- Data for this task:
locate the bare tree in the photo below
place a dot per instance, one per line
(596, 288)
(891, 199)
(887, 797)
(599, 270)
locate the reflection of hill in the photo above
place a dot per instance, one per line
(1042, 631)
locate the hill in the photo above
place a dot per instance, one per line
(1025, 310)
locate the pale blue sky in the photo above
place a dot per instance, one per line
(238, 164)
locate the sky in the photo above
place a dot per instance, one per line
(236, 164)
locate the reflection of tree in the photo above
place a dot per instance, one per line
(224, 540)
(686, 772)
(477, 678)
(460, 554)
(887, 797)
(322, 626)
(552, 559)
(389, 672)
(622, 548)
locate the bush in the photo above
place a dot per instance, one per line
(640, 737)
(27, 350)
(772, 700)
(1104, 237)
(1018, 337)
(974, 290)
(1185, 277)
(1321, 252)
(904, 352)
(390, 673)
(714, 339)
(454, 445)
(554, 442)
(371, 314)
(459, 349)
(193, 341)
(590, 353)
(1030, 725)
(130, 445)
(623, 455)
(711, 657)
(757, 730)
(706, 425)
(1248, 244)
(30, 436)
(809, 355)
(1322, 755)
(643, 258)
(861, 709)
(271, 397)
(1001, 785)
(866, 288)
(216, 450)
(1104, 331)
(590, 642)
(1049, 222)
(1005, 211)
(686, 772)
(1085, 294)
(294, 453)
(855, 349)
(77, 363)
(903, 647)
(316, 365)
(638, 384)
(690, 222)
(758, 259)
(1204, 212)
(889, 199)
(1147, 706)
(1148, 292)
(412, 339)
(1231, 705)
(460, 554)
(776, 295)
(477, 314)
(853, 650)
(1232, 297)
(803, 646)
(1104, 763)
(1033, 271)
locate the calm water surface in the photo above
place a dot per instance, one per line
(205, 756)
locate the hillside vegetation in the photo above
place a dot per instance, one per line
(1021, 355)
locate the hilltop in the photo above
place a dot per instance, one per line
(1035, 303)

- Instructions for the task:
Retype all of the material above line for line, changing nothing.

- Final result:
locate the bare tree in the photo below
place a dot per instance, one per line
(596, 288)
(891, 199)
(887, 797)
(599, 270)
locate the reflection of hill in the photo above
place a dot per instance, one per line
(1042, 631)
locate the hill in the photo above
place a dot per instance, one per line
(1025, 310)
locate the pale blue sky in the photo above
place a dot per instance, one per line
(238, 164)
locate the sky in the photo above
place a dot per instance, one per line
(236, 164)
locate the reflection of tree in the photo above
place a dot per instance, one per line
(224, 540)
(686, 772)
(477, 678)
(460, 554)
(887, 797)
(322, 626)
(552, 559)
(389, 672)
(622, 548)
locate the bush in the photo above
place a dot per instance, one per line
(640, 737)
(27, 350)
(772, 700)
(1104, 237)
(1018, 337)
(974, 290)
(1185, 277)
(1321, 252)
(904, 352)
(390, 673)
(714, 339)
(454, 445)
(554, 442)
(371, 314)
(459, 349)
(193, 341)
(590, 353)
(1030, 725)
(130, 445)
(623, 455)
(711, 657)
(757, 730)
(706, 425)
(1248, 244)
(30, 436)
(809, 355)
(1322, 755)
(643, 258)
(861, 709)
(271, 397)
(1001, 785)
(866, 288)
(216, 450)
(1104, 331)
(590, 642)
(1049, 222)
(1005, 211)
(686, 772)
(1085, 294)
(294, 453)
(855, 349)
(77, 363)
(903, 647)
(316, 365)
(638, 384)
(690, 222)
(758, 259)
(1204, 212)
(889, 199)
(1147, 706)
(1148, 292)
(412, 339)
(1231, 705)
(460, 554)
(776, 295)
(477, 314)
(853, 650)
(1232, 297)
(803, 646)
(1104, 763)
(1033, 271)
locate the calm water surface in the photo above
place a dot per instance, one per line
(205, 756)
locate the hillside vegetation in the photo above
place a dot per instance, one per line
(1021, 355)
locate the hilltop in the photo above
place a dot per instance, one per line
(1035, 303)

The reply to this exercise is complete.